# [SET OF TASKS]
(1) Summarize the air pollution article in two sentences.
(2) Pick up the air pollution article after its last sentence and keep writing it.

# [PROVIDED TEXT]
____

The air we breathe outdoors could be harming more people than ever, a new study suggests.
Globally, more than 3 million people die prematurely each year from prolonged exposure to air pollution, according to the World Health Organization. By 2050, it could be 6.6 million premature deaths every year worldwide, a new study predicts.
Chronic exposure to air pollution particles contributes to the risk of developing cardiovascular and respiratory diseases as well as lung cancer, WHO said.
“The total number of deaths due to HIV and malaria is 2.8 million per year,” said Jos Lelieveld, a professor at the Max Planck Institute for Chemistry in Germany and lead author of the study. “That’s half a million less than the number of people who die from air pollution globally.”
Residential energy emissions — from fuels used for cooking and heating, especially in India and China — had the largest impact on deaths worldwide.
“When most people think of outdoor air pollution, they tend to think of traffic and industry having the largest impact on global premature mortality, not residential energy emissions and agriculture,” Lelieveld said.
The study, published Wednesday in the journal Nature, noted that the highest number of deaths per capita were in the Western Pacific region, followed by the eastern Mediterranean and Southeast Asia.
Air pollution deaths in different areas
The study examined outdoor emission sources in urban and rural environments: residential and commercial energy use, agriculture, power generation, industry, biomass burning, natural causes and land traffic.
Coupling air pollution data with country-specific population and health statistics from WHO, researchers were able to measure the effect different sources of outdoor air pollution had on premature deaths.
Low-quality fuels used for cooking, heating and waste disposal led to a high number of premature deaths in populous parts of Asia, including China, India, Bangladesh, Indonesia and Nepal.
Agricultural emissions were the leading cause of premature air pollution deaths in the Eastern United States, Europe, Russia, Turkey, Korea and Japan, followed by traffic and power generation emissions, the study found. Ammonia released from fertilizers and domesticated animals mixes with other sources of air pollution, such as traffic emissions, and can have a big impact on air quality, researchers found.
In the Middle East, North Africa and Central Asia, natural sources of air pollution, such as desert storm dust, were the dominant contributor to premature mortality, according to the study.

____

[Collected data]
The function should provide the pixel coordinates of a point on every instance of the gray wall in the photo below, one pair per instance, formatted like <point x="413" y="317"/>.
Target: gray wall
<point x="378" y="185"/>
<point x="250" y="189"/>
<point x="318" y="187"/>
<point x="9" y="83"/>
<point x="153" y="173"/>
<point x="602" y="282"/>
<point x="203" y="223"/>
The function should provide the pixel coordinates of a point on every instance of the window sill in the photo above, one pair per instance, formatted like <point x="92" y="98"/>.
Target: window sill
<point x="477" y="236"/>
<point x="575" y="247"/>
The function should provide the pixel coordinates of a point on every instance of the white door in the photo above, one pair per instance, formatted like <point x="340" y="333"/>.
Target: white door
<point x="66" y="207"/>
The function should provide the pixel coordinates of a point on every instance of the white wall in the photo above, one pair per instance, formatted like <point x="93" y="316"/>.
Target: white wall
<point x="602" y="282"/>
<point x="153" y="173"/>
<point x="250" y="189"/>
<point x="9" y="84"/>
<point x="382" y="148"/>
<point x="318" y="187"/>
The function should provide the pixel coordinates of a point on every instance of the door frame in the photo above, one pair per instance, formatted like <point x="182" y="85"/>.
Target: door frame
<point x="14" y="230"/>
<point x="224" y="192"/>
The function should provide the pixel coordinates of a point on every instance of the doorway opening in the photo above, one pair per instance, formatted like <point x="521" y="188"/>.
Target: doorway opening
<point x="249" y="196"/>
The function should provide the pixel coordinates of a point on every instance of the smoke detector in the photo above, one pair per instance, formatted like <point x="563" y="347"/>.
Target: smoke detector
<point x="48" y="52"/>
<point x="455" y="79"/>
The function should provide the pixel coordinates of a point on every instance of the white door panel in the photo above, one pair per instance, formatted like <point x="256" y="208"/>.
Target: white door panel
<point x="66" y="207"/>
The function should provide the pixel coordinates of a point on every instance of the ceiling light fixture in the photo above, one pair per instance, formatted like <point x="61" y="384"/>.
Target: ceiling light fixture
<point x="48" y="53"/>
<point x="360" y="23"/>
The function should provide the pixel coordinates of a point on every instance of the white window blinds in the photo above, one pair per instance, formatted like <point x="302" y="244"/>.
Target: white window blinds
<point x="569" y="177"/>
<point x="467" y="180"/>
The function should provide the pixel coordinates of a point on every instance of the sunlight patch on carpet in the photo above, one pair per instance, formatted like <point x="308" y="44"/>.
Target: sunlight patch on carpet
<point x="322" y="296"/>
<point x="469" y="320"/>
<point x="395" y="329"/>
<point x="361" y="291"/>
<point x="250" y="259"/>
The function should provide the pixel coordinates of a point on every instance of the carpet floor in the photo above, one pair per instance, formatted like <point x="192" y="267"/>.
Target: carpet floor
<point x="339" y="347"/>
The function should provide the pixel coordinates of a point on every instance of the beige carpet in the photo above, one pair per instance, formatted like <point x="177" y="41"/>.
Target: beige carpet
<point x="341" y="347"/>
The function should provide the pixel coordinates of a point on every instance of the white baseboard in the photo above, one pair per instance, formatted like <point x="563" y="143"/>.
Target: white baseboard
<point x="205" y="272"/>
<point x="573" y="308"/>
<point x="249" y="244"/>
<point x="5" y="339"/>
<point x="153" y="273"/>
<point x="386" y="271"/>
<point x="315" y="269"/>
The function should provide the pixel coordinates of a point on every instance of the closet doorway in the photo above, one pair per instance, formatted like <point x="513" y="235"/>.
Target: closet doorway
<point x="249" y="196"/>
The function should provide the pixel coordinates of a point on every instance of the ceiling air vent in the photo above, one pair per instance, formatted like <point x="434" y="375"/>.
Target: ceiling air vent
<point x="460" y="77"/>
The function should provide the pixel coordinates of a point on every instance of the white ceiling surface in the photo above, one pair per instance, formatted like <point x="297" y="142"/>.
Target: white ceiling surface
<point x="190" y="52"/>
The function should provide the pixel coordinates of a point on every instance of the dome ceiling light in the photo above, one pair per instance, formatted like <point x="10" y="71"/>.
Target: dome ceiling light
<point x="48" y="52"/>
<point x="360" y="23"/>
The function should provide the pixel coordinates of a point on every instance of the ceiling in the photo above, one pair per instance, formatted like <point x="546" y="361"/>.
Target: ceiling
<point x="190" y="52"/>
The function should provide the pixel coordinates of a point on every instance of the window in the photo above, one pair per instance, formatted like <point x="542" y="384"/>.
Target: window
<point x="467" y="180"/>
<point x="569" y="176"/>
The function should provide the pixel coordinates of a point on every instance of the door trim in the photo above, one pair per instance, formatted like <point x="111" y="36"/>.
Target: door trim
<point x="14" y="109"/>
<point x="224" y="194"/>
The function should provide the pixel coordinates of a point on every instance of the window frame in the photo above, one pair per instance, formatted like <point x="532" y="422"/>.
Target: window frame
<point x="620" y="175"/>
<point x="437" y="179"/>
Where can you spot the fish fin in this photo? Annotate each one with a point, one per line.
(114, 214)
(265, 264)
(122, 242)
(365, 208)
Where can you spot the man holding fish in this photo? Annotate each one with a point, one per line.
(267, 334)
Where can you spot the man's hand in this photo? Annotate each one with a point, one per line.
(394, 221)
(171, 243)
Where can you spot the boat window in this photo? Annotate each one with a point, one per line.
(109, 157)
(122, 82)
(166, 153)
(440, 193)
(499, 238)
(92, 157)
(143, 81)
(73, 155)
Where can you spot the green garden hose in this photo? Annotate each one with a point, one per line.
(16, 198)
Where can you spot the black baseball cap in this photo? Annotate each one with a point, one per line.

____

# [ANSWERS TO THIS EXERCISE]
(1) A new study predicts that premature deaths from outdoor air pollution, which the World Health Organization puts at more than 3 million a year worldwide, could reach 6.6 million a year by 2050. It found that residential energy emissions from cooking and heating fuels had the largest impact on deaths worldwide, while agricultural emissions led in the Eastern United States, Europe, Russia, Turkey, Korea and Japan, and natural sources such as desert storm dust dominated in the Middle East, North Africa and Central Asia.

(2)
To get a global view of the problem, researchers had to develop atmospheric-chemistry models that collected both ground and satellite measurements. They used those to calculate the concentrations of fine particle matter in air pollution over time and from different emissions sources around the world.
“Testing for the effects of air pollution emissions in different parts of the world was a very challenging task,” Lelieveld said, “especially in many developing countries, where air quality monitoring systems are minimal.”
Country-specific changes to affect health
Examining the specific emission source of the pollutants was an important aspect of this study, researchers said. Lelieveld and his colleagues believe that air pollution is composed of particles with different toxicity levels. Researchers said legislators and policy makers need to know what air pollution sources trouble their area to improve public health.
“Everybody breathes the ambient air, so it affects everyone, so even small risks can translate into major burdens of disease,” said Michael Jerrett, a professor in the Department of Environmental Health Sciences at the University of California, Los Angeles, Fielding School of Public Health. He published a commentary on the study in Nature.
Another study published this week looked closely at air quality in the United States. The research, published in Environmental Health Perspectives, found that even miniscule increases in the amount of air pollution particles were linked to a 3% increase in overall deaths and an estimated 10% increase in the risk of death due to heart disease in the United States.
“These tiny chemical particles we breathe can get past the body’s immune system and penetrate deep into the lungs and bloodstream, and they are not naturally removed from the body’s airways,” said epidemiologist George Thurston, a professor of population health and environmental medicine at NYU Langone Medical Center, and an author of the study.
Lelieveld said that air pollution solutions have to be on a country-by-country basis. In the United States and Europe, it could be most beneficial to take measures to lessen the impact of agricultural emissions. In Asia, researchers said, implementing better control over small burning sources and upgrades to new technology would go a long way.
“It takes more than making the technology available. You have to convenience people to abandon traditional ways of doing things, which is not easy,” Lelieveld said. “This can be a win-win situation. Changes on the individual level can have a positive impact, not only on our health but also on climate change.”